## DATA FOR PROCESSING
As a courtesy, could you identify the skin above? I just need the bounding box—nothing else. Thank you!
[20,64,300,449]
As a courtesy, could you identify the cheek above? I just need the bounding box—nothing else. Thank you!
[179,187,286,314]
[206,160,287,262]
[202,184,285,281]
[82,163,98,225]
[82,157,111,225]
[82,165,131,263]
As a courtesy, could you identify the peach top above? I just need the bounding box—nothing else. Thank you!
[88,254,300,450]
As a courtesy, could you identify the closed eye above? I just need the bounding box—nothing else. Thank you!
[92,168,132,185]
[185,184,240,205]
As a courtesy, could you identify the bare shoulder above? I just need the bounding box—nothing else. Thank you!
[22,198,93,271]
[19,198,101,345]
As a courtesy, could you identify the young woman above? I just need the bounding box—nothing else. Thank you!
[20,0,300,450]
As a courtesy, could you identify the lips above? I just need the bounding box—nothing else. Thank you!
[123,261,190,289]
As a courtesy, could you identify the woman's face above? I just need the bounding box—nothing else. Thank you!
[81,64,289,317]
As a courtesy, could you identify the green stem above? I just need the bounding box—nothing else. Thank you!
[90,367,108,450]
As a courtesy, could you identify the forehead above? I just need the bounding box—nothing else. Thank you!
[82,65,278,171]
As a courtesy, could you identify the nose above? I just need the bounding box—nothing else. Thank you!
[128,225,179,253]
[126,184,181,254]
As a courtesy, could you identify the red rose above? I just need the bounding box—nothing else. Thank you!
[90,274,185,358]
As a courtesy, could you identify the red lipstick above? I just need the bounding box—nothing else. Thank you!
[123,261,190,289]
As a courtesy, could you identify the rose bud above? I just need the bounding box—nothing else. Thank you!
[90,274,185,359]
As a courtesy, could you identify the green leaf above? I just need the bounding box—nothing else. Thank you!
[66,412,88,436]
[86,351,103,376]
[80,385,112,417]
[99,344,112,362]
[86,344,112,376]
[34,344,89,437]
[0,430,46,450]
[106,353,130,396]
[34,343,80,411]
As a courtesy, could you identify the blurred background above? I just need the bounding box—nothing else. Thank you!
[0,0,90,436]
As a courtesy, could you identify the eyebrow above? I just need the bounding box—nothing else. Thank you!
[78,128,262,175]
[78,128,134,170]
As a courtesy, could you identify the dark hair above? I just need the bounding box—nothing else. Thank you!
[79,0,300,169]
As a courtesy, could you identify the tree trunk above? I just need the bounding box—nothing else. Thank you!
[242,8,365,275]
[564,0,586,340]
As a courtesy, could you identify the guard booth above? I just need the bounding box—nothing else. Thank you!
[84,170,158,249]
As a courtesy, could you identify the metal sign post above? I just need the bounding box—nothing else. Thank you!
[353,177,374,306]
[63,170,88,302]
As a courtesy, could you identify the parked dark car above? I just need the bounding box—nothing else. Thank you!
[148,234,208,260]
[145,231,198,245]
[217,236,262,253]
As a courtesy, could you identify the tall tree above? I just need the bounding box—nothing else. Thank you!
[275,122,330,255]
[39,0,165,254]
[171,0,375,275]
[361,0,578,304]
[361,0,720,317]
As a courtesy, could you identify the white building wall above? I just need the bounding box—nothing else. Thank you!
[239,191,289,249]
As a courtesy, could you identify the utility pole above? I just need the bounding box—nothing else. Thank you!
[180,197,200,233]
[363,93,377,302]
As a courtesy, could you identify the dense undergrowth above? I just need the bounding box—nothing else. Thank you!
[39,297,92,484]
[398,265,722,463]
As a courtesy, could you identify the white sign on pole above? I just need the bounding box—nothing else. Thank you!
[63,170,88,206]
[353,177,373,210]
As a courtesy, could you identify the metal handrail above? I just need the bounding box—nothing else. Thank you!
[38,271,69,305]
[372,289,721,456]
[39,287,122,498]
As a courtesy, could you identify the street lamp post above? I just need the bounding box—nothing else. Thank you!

## EXERCISE GOAL
The expected response is the full set of records, reproduced exactly.

## RESULT OF THE EXERCISE
As a courtesy, could you identify the skin above? I just need the bounding box—nothing else. Thank you!
[20,64,300,449]
As a courtesy, could you identify the cheek above? I just need the bounding box—nothing else. Thank you!
[179,187,286,314]
[206,160,287,262]
[202,184,285,281]
[82,163,98,225]
[82,157,111,225]
[82,165,131,263]
As a courtesy, could you identify the peach top above? I just need the bounding box—nothing else. Thank you!
[88,254,300,450]
As a courtesy, could you identify the closed eye above? I just need the bounding box—nothing else. Thank you!
[92,168,132,185]
[185,184,240,205]
As a courtesy, could you identify the bare shoulder above? I just need the bounding box—nothing else. Thank you!
[22,198,93,271]
[19,198,101,345]
As a courtesy, could you identify the young woman above? I just need the bounding box—nothing else. Thank you!
[20,0,300,450]
As a courtesy, could you identify the lips above? I just need the bounding box—nothing else. Thank you!
[123,261,190,289]
As a courtesy, could you identify the woman's face above? I just need the bounding box—nothing else. Thank you!
[81,64,289,317]
As a courtesy, could you identify the green stem above? I just need the bounding box—nothing else. Thank you!
[90,367,108,450]
As a courtesy, could you identify the forehead above? I just need the bounding box—nothing else. Thank you!
[82,65,278,171]
As a courtesy, could you identify the nose above? I just need the bounding box—nothing else. Thank you!
[128,225,179,253]
[126,184,181,254]
As a courtesy, could you identify the red rose above? I just need the bounding box—nothing else. Thank you!
[90,274,185,358]
As a courtesy, could you identify the red lipstick above? I just need the bounding box—nothing else. Thank you!
[123,261,190,289]
As a courtesy, could you identify the rose bud above? I just need the bounding box—nothing else. Thank you!
[90,274,185,359]
As a courtesy, could you identify the green leaf above? I just need the bounding box—nothing else. Thank you!
[66,412,88,436]
[86,351,103,376]
[80,385,112,417]
[99,344,112,362]
[86,344,112,376]
[34,344,89,437]
[0,430,46,450]
[106,353,130,396]
[34,343,80,411]
As a courtesy, could you identify the blurred background above? I just need the bounding box—nothing else. Thank you!
[0,0,90,436]
As a courtesy, could you identify the eyebrow above? I just need the bounding box—nothing else. Thank you!
[78,128,262,175]
[78,128,134,170]
As a courtesy, could you identify the dark hair above? I just need the bounding box—nothing else. Thank you!
[79,0,300,169]
As a courtesy, could you identify the tree trunk above? I just need the bounding box—nothing else. Thank you!
[242,8,365,275]
[564,0,586,340]
As a courtesy, could you identify the guard booth above? I just need the bounding box—nothing else. Thank you!
[84,170,158,249]
As a courtesy, could you identify the metal sign post above? I just need the bounding box—nothing else. Thank you!
[353,177,374,306]
[63,170,88,302]
As a courtesy, could you identify the parked dark car above? I just need the bounding box—nothing else. Thank you!
[148,234,208,260]
[145,231,198,245]
[217,236,262,253]
As a courtesy, could you identify the tall tree above? I just need the bounding box—nothing else. Thank you!
[275,122,330,255]
[39,0,165,254]
[171,0,375,275]
[361,0,578,304]
[361,0,720,317]
As a courtesy, could you identify the white building wall above? I just need the bounding box—nothing else. Thank you!
[239,191,289,249]
As a courtesy, could you identify the utility pole above? I just need the bounding box—nothing else. Thank you!
[180,197,200,233]
[363,93,377,302]
As a courtesy, could you identify the dense undergrowth above? I just need the bounding box—nothing else. Thank you!
[39,297,92,484]
[398,265,722,463]
As a courtesy, could you identify the white sign on pole above? I just need the bounding box—nothing else. Thank you!
[63,170,88,206]
[353,177,373,210]
As a courtesy, could you identify the metal handrail above? I just need the bounding box—nothing else. Thank you!
[38,271,69,305]
[372,289,721,456]
[39,287,122,498]
As a courtesy, could you identify the street lamp post above? I just need the bounding box—nothing else. Thank you!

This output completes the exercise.